■ **What this task involves**
Return, character for character, the lines from the one bearing "Trace the outline of every instance of the blurred" through the end of the material. Omit everything before that line.

-- begin Material provided --

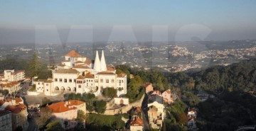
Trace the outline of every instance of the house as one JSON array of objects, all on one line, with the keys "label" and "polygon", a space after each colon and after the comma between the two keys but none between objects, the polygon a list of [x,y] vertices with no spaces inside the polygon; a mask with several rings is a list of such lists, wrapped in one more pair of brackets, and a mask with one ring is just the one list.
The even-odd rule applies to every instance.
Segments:
[{"label": "house", "polygon": [[129,127],[131,131],[142,131],[143,130],[143,121],[142,119],[137,116],[133,117],[132,120],[129,122]]},{"label": "house", "polygon": [[169,104],[171,104],[173,101],[171,99],[171,90],[166,90],[164,92],[162,93],[162,96],[164,102],[168,103]]},{"label": "house", "polygon": [[46,80],[38,80],[36,84],[37,92],[47,96],[63,91],[81,94],[93,93],[97,96],[103,89],[112,87],[117,90],[117,96],[127,93],[127,74],[117,74],[115,69],[107,67],[103,51],[100,60],[98,52],[96,51],[94,64],[92,62],[89,58],[71,50],[65,55],[65,60],[57,65],[53,72],[52,81],[48,82],[48,90],[46,89]]},{"label": "house", "polygon": [[151,83],[146,83],[143,84],[143,87],[146,89],[146,93],[149,93],[149,92],[153,91],[153,86]]},{"label": "house", "polygon": [[23,130],[28,127],[27,107],[23,103],[21,98],[7,99],[6,101],[0,101],[0,110],[11,112],[12,129],[15,130],[21,126]]},{"label": "house", "polygon": [[[61,125],[66,130],[74,128],[78,124],[75,119],[78,117],[78,110],[86,113],[85,103],[77,100],[60,101],[53,103],[48,108],[53,111],[52,115],[60,120]],[[65,125],[65,121],[68,122],[68,125]]]},{"label": "house", "polygon": [[188,117],[196,118],[196,110],[195,108],[188,109]]},{"label": "house", "polygon": [[159,92],[156,91],[150,95],[148,101],[149,123],[154,129],[161,129],[164,118],[166,117],[163,97],[158,93]]},{"label": "house", "polygon": [[196,120],[194,118],[189,118],[188,120],[188,129],[196,128]]},{"label": "house", "polygon": [[12,131],[11,112],[0,110],[0,130]]}]

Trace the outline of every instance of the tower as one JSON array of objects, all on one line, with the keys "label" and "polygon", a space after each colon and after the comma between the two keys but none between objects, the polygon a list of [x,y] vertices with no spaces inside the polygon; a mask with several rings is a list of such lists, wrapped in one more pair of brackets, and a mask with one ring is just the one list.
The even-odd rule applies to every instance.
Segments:
[{"label": "tower", "polygon": [[102,57],[100,58],[100,69],[101,69],[101,71],[107,71],[106,61],[105,59],[103,50],[102,50]]},{"label": "tower", "polygon": [[93,66],[93,70],[96,72],[100,72],[100,61],[99,58],[99,54],[97,52],[97,50],[96,50],[96,56],[95,59],[95,63]]}]

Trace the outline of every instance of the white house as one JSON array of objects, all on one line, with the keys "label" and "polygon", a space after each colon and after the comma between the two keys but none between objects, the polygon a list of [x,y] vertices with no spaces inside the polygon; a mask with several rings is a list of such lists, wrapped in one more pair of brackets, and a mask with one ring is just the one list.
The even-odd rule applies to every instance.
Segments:
[{"label": "white house", "polygon": [[[46,81],[46,80],[45,80]],[[65,60],[53,72],[53,83],[48,91],[75,91],[77,93],[93,93],[98,96],[102,89],[112,87],[117,90],[118,96],[124,96],[127,92],[127,76],[126,74],[117,74],[115,69],[106,66],[104,52],[100,60],[98,52],[96,51],[95,63],[82,57],[74,50],[65,56]],[[45,85],[36,84],[38,92],[46,93]]]}]

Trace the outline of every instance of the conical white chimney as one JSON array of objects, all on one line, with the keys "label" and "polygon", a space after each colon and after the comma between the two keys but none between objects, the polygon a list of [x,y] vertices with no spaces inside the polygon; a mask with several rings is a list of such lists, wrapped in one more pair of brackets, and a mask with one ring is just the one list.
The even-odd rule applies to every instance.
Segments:
[{"label": "conical white chimney", "polygon": [[99,58],[99,54],[97,52],[97,50],[96,51],[96,56],[95,59],[95,63],[93,66],[93,70],[96,72],[100,72],[100,61]]},{"label": "conical white chimney", "polygon": [[101,71],[107,71],[106,61],[105,59],[104,51],[102,50],[102,57],[100,58]]}]

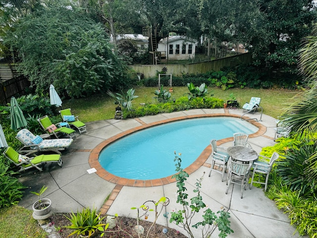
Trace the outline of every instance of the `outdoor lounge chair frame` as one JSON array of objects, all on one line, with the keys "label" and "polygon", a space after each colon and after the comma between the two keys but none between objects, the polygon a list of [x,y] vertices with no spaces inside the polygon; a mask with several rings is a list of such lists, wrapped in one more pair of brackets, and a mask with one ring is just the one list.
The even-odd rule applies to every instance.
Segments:
[{"label": "outdoor lounge chair frame", "polygon": [[[45,127],[42,121],[41,120],[42,120],[43,119],[44,119],[45,118],[47,118],[48,119],[50,120],[50,122],[51,122],[51,125],[53,125],[53,123],[52,123],[52,121],[51,121],[51,120],[50,119],[50,118],[49,118],[49,117],[47,115],[45,115],[43,117],[42,117],[41,118],[39,118],[38,119],[38,121],[39,121],[39,123],[40,123],[40,124],[41,125],[41,126],[42,127],[42,128],[44,130],[44,131],[46,132],[49,133],[49,134],[50,134],[50,132],[49,131],[49,130],[47,128]],[[69,136],[69,137],[71,139],[74,138],[76,138],[76,135],[75,134],[75,130],[73,130],[72,129],[70,129],[70,128],[67,128],[67,127],[63,127],[62,126],[61,126],[60,124],[61,122],[59,122],[58,123],[57,123],[56,124],[55,124],[55,125],[57,127],[57,128],[54,130],[53,130],[53,131],[52,131],[52,132],[51,132],[52,134],[53,134],[54,135],[55,135],[55,136],[56,137],[56,138],[58,139],[59,137],[58,136],[58,134],[65,134],[67,135],[68,136]],[[64,129],[65,128],[65,129]],[[70,131],[70,130],[72,130],[72,132],[68,132]],[[67,132],[65,132],[66,131],[67,131]]]},{"label": "outdoor lounge chair frame", "polygon": [[[44,165],[49,162],[57,163],[57,165],[58,165],[60,167],[62,166],[63,164],[63,161],[61,160],[60,155],[41,155],[34,157],[27,157],[26,159],[21,161],[21,162],[19,162],[18,157],[19,154],[10,146],[8,146],[7,147],[5,150],[3,152],[3,154],[5,158],[9,160],[17,167],[20,168],[19,170],[18,171],[19,173],[25,171],[26,170],[28,170],[29,169],[32,168],[35,168],[41,172],[43,172],[43,169],[39,166]],[[56,157],[56,158],[58,158],[57,159],[48,160],[47,159],[49,156],[52,157],[52,155],[54,156],[54,157]],[[11,158],[12,156],[14,158]],[[37,163],[33,163],[35,161],[37,161],[38,160],[39,160],[38,162]],[[27,167],[25,167],[25,166]]]},{"label": "outdoor lounge chair frame", "polygon": [[67,122],[68,124],[72,127],[76,128],[78,131],[81,134],[82,133],[87,132],[87,131],[86,128],[86,125],[82,122],[79,120],[78,119],[78,116],[74,116],[75,118],[74,121],[68,121],[67,120],[64,119],[64,116],[73,116],[71,114],[71,110],[70,108],[67,109],[64,109],[58,111],[61,116],[62,120],[63,121]]},{"label": "outdoor lounge chair frame", "polygon": [[[35,137],[32,132],[31,132],[27,129],[22,129],[20,131],[19,131],[15,138],[16,138],[19,141],[20,141],[22,144],[23,144],[24,146],[19,149],[19,151],[18,152],[21,153],[27,153],[25,155],[28,155],[31,154],[33,154],[35,152],[37,151],[53,151],[55,153],[57,153],[60,155],[61,155],[61,153],[60,152],[60,150],[64,150],[66,148],[68,147],[68,146],[66,146],[66,143],[67,143],[68,146],[70,145],[70,144],[73,141],[73,139],[52,139],[50,140],[45,140],[46,141],[47,140],[48,141],[50,142],[58,142],[58,144],[59,145],[59,147],[50,147],[50,148],[41,148],[41,143],[43,142],[41,142],[40,144],[29,144],[31,143],[31,141],[32,139]],[[63,145],[62,146],[60,146],[61,142],[63,142],[64,143],[61,143]],[[45,142],[43,142],[45,143]]]}]

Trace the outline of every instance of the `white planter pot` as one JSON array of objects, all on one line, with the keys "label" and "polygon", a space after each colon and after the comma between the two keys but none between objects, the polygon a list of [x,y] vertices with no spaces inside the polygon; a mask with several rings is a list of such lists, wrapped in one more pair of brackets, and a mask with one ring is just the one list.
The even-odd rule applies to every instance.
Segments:
[{"label": "white planter pot", "polygon": [[[46,205],[44,209],[39,209],[39,205]],[[32,207],[33,214],[32,216],[36,220],[45,220],[50,217],[53,213],[52,207],[52,201],[48,198],[42,198],[41,203],[39,204],[38,201],[33,204]]]}]

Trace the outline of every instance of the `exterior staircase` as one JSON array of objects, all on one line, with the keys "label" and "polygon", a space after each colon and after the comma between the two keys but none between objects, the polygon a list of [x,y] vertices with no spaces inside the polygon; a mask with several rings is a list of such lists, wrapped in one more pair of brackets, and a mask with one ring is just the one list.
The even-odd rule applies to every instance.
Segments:
[{"label": "exterior staircase", "polygon": [[0,64],[0,80],[5,81],[13,77],[13,74],[10,67],[5,63]]},{"label": "exterior staircase", "polygon": [[159,64],[161,60],[161,53],[157,51],[158,41],[162,38],[160,27],[155,27],[154,29],[149,26],[143,27],[142,35],[148,37],[150,39],[150,63]]}]

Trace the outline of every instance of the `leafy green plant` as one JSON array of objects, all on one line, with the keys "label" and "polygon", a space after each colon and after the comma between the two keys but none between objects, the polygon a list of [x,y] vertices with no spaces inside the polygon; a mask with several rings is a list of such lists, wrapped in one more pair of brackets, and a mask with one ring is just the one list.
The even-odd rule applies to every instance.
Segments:
[{"label": "leafy green plant", "polygon": [[188,83],[187,88],[189,90],[188,94],[188,100],[198,97],[204,97],[208,93],[207,86],[205,83],[202,83],[199,87],[196,86],[193,83]]},{"label": "leafy green plant", "polygon": [[211,86],[220,87],[223,91],[234,87],[236,75],[233,72],[226,73],[222,71],[215,72],[211,74],[208,81]]},{"label": "leafy green plant", "polygon": [[126,108],[128,111],[132,111],[132,101],[133,99],[139,97],[138,96],[134,95],[135,90],[133,88],[129,89],[126,93],[124,93],[121,91],[121,94],[118,93],[114,93],[110,91],[108,91],[107,93],[111,97],[114,98],[115,104],[122,105]]},{"label": "leafy green plant", "polygon": [[168,102],[170,98],[170,93],[169,91],[163,89],[163,84],[162,84],[159,91],[156,90],[153,93],[156,95],[155,98],[157,99],[159,103],[166,103]]},{"label": "leafy green plant", "polygon": [[283,182],[293,190],[302,195],[314,195],[317,192],[317,180],[311,176],[309,169],[314,162],[309,158],[317,151],[314,141],[302,145],[298,149],[287,151],[285,158],[278,162],[277,171]]},{"label": "leafy green plant", "polygon": [[42,195],[44,193],[45,191],[46,191],[46,189],[48,189],[48,186],[44,185],[43,185],[43,187],[42,187],[42,188],[40,190],[40,191],[38,192],[34,192],[34,191],[30,192],[31,193],[33,193],[38,196],[38,204],[39,204],[38,206],[39,207],[41,206],[41,196],[42,196]]},{"label": "leafy green plant", "polygon": [[[148,206],[147,205],[146,205],[146,204],[147,204],[149,202],[152,202],[152,203],[153,203],[153,204],[154,205],[155,209],[150,209],[149,206]],[[146,238],[149,237],[149,236],[150,235],[150,232],[151,229],[152,229],[152,228],[153,227],[153,226],[154,226],[156,223],[158,218],[158,217],[159,216],[159,215],[162,212],[162,210],[163,210],[163,208],[164,208],[167,205],[168,205],[168,203],[169,203],[169,199],[167,197],[162,197],[159,199],[158,201],[157,202],[154,201],[147,201],[139,207],[133,207],[131,208],[132,210],[136,209],[137,210],[138,217],[137,218],[137,227],[139,227],[139,220],[140,220],[140,218],[141,218],[142,217],[144,217],[145,219],[146,220],[148,219],[148,217],[149,216],[149,214],[148,214],[148,212],[149,212],[149,211],[155,212],[154,214],[155,216],[155,218],[154,219],[154,221],[153,221],[153,223],[152,223],[151,226],[150,227],[150,228],[148,231],[148,232],[147,233],[147,236],[146,237]],[[161,206],[159,207],[159,210],[158,210],[158,207],[159,205],[160,205]],[[140,212],[141,210],[141,209],[142,210],[144,211],[144,212],[143,214],[140,215]],[[165,217],[166,217],[166,215],[165,216]],[[139,236],[139,237],[140,237],[140,231],[139,229],[138,229],[138,235]]]},{"label": "leafy green plant", "polygon": [[[69,217],[65,217],[69,221],[71,225],[64,227],[65,228],[74,231],[68,235],[86,235],[90,237],[92,234],[97,230],[102,232],[101,237],[104,236],[105,232],[108,228],[109,224],[104,224],[101,222],[101,214],[98,214],[96,208],[83,208],[81,212],[77,210],[77,214],[73,212],[69,214]],[[105,226],[105,228],[103,227]]]},{"label": "leafy green plant", "polygon": [[12,176],[9,166],[0,163],[0,208],[17,204],[23,196],[21,189],[25,187]]},{"label": "leafy green plant", "polygon": [[220,215],[219,217],[217,217],[214,212],[208,208],[204,211],[205,215],[203,216],[203,221],[198,222],[191,227],[192,220],[196,213],[206,207],[206,205],[203,201],[203,198],[200,193],[201,182],[204,175],[200,179],[197,179],[196,188],[193,190],[196,195],[190,199],[191,204],[190,205],[188,201],[188,194],[186,193],[187,189],[185,187],[185,183],[189,175],[181,167],[181,154],[179,154],[180,157],[176,155],[176,152],[174,152],[174,161],[176,162],[175,171],[177,173],[172,176],[172,178],[176,179],[176,186],[178,189],[177,192],[176,202],[180,204],[183,206],[183,209],[172,212],[169,222],[174,223],[177,226],[183,228],[192,238],[194,238],[194,237],[191,230],[191,227],[198,229],[199,227],[202,227],[201,229],[201,237],[202,238],[210,237],[217,227],[220,232],[219,237],[224,238],[227,236],[227,234],[233,233],[233,231],[230,228],[229,213],[223,210],[218,211],[217,213]]}]

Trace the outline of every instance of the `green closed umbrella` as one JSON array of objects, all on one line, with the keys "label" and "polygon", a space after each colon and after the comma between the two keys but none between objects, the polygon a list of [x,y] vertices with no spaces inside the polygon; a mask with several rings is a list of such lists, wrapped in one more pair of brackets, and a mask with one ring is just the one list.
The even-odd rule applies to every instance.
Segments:
[{"label": "green closed umbrella", "polygon": [[10,114],[11,129],[16,130],[19,128],[26,126],[26,120],[14,97],[11,98]]}]

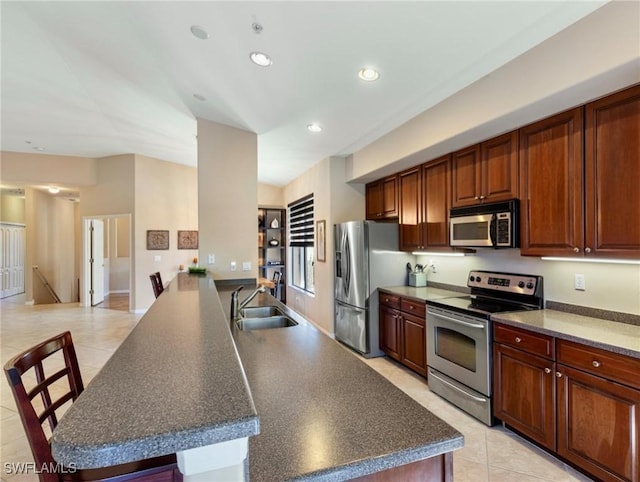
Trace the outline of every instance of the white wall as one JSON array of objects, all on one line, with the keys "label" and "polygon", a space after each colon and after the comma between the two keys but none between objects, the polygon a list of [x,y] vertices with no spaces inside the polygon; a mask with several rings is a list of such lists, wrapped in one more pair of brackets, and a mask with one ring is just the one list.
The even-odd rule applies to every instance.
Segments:
[{"label": "white wall", "polygon": [[610,2],[353,153],[363,182],[435,159],[640,81],[640,2]]},{"label": "white wall", "polygon": [[[199,256],[214,279],[258,277],[258,140],[198,119]],[[208,255],[215,264],[208,264]],[[230,263],[236,263],[231,271]],[[242,263],[251,269],[242,271]]]}]

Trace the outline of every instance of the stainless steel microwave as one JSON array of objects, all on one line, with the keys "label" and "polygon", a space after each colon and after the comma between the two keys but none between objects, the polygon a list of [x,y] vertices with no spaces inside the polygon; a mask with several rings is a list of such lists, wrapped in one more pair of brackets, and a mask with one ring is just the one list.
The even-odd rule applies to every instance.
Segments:
[{"label": "stainless steel microwave", "polygon": [[517,199],[452,208],[449,244],[466,248],[518,248],[519,224]]}]

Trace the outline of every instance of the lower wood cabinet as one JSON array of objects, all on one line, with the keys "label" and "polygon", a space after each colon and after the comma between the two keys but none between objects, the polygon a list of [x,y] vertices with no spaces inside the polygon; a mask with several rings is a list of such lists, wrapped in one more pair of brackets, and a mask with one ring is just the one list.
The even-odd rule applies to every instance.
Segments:
[{"label": "lower wood cabinet", "polygon": [[640,360],[494,324],[494,415],[598,480],[640,481]]},{"label": "lower wood cabinet", "polygon": [[494,415],[535,440],[556,448],[555,363],[495,344]]},{"label": "lower wood cabinet", "polygon": [[426,307],[380,292],[380,349],[422,376],[427,376]]}]

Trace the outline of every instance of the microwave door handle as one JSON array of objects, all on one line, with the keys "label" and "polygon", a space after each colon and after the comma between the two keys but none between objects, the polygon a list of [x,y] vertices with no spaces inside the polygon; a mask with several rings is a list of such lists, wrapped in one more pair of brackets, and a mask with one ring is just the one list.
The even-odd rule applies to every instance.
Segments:
[{"label": "microwave door handle", "polygon": [[491,244],[496,246],[498,243],[498,235],[496,233],[498,229],[498,216],[495,214],[491,215],[491,223],[489,224],[489,237],[491,238]]}]

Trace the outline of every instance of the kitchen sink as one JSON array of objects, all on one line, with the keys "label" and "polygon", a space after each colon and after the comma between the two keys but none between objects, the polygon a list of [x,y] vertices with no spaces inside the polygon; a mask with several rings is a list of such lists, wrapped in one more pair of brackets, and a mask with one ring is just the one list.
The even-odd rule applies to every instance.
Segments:
[{"label": "kitchen sink", "polygon": [[249,306],[240,310],[243,318],[267,318],[271,316],[286,316],[277,306]]},{"label": "kitchen sink", "polygon": [[[261,308],[275,308],[275,307],[261,307]],[[278,310],[280,311],[280,310]],[[288,316],[275,315],[275,316],[261,316],[254,318],[240,318],[237,320],[238,328],[242,331],[248,330],[267,330],[269,328],[286,328],[288,326],[296,326],[298,323],[293,321]]]}]

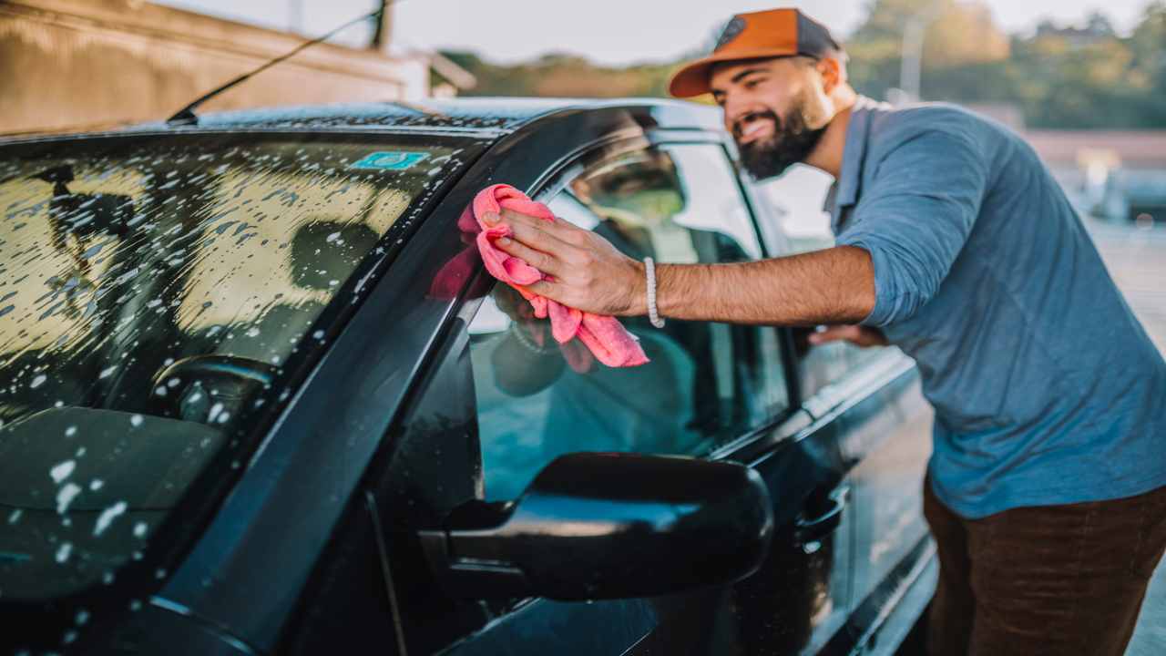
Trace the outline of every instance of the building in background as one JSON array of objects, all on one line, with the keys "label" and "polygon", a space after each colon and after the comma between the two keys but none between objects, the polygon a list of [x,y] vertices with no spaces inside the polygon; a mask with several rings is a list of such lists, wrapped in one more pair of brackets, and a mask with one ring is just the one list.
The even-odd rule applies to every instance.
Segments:
[{"label": "building in background", "polygon": [[[230,110],[442,96],[473,77],[436,54],[314,46],[204,105]],[[100,130],[162,120],[303,43],[283,32],[142,0],[0,2],[0,133]],[[452,68],[451,68],[452,67]]]}]

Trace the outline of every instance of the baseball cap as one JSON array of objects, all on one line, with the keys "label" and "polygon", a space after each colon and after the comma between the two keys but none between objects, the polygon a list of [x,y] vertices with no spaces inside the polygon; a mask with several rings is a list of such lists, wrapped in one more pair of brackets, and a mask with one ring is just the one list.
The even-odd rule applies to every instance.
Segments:
[{"label": "baseball cap", "polygon": [[817,58],[840,50],[842,47],[826,26],[798,9],[737,14],[721,33],[711,55],[684,65],[672,76],[668,92],[677,98],[708,93],[709,72],[718,62],[796,55]]}]

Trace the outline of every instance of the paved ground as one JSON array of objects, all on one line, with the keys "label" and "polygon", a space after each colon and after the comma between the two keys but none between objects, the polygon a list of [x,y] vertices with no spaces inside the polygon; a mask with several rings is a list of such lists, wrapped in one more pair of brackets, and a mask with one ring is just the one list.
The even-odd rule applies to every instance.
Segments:
[{"label": "paved ground", "polygon": [[[1137,229],[1091,223],[1110,274],[1158,349],[1166,353],[1166,225]],[[1158,566],[1126,656],[1166,654],[1166,563]]]}]

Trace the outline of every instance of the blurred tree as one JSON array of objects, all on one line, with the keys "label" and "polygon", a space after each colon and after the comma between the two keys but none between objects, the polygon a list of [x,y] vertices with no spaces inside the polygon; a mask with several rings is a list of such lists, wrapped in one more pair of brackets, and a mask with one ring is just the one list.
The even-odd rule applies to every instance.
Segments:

-- end Material provided --

■ **Response**
Trace the outline of every instance of the blurred tree as one JSON array of objects, all on one line, with the keys "label" and "polygon", a space after each colon and after the comma between the two keys but none between objects, the polygon a list of [x,y] vertices with no spaces inside the polygon; a mask with several rings is a list of such lists, wrapped in one more pair of brackets, and a mask with one ring is just the one list.
The even-odd rule applies to every instance.
Segments:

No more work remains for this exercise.